Task to carry out: Copy out the records below, swapping every "single point" for "single marker" and leaving the rest untouched.

[Object point labels]
====

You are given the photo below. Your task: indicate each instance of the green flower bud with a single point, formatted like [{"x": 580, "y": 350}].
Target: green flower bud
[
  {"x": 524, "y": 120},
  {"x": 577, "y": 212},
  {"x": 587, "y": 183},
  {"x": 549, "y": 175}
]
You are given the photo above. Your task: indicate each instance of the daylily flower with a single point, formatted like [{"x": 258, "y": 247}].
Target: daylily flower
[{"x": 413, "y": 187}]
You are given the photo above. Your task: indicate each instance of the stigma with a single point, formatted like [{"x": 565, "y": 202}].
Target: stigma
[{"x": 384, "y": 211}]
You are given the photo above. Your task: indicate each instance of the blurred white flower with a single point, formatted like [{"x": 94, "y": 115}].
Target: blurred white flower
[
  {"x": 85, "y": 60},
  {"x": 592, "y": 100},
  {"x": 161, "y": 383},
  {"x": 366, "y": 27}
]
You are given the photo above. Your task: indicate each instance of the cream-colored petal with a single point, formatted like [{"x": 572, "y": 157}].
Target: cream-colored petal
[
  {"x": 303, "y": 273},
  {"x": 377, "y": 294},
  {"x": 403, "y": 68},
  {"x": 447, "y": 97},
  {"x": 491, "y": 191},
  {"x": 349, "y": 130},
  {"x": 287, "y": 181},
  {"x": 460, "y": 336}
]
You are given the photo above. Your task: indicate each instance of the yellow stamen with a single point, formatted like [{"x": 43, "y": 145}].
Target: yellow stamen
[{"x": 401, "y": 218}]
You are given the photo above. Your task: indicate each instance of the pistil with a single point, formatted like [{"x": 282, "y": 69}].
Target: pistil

====

Solution to the exercise:
You are given the photo below. Your task: indicate each instance of the green flower bud with a single marker, formatted like [{"x": 580, "y": 350}].
Target: green flower bud
[
  {"x": 524, "y": 120},
  {"x": 577, "y": 212},
  {"x": 587, "y": 183},
  {"x": 549, "y": 175}
]
You are given the photo above. Your task: indicate each instance of the daylily flower with a single marker, formatted like [{"x": 258, "y": 247}].
Target: daylily flower
[{"x": 413, "y": 187}]
You are given the photo above. Your task: indicate each instance of the stigma with a single marker, formatted like [{"x": 565, "y": 202}].
Target: stigma
[{"x": 384, "y": 211}]
You are given the photo above. Your task: indicate each instance of the blurred white flower with a single marker, formatted like [{"x": 94, "y": 115}].
Target: blurred white flower
[
  {"x": 85, "y": 60},
  {"x": 592, "y": 100},
  {"x": 161, "y": 383},
  {"x": 366, "y": 27}
]
You are given the photo above. Your task: indicate each instance of the cream-colored petal with a single marker, formatted like [{"x": 572, "y": 157}].
Target: cream-colored petal
[
  {"x": 303, "y": 273},
  {"x": 377, "y": 294},
  {"x": 403, "y": 68},
  {"x": 447, "y": 97},
  {"x": 491, "y": 191},
  {"x": 349, "y": 130},
  {"x": 287, "y": 181},
  {"x": 460, "y": 336}
]
You are given the photo above. Your task: indicate each instance of the yellow stamen with a single marker, formatted like [{"x": 43, "y": 145}].
Target: yellow stamen
[{"x": 401, "y": 218}]
You are given the photo above. Your task: indicate each instance of the pistil with a single marker, formatted like [{"x": 282, "y": 69}].
Target: pistil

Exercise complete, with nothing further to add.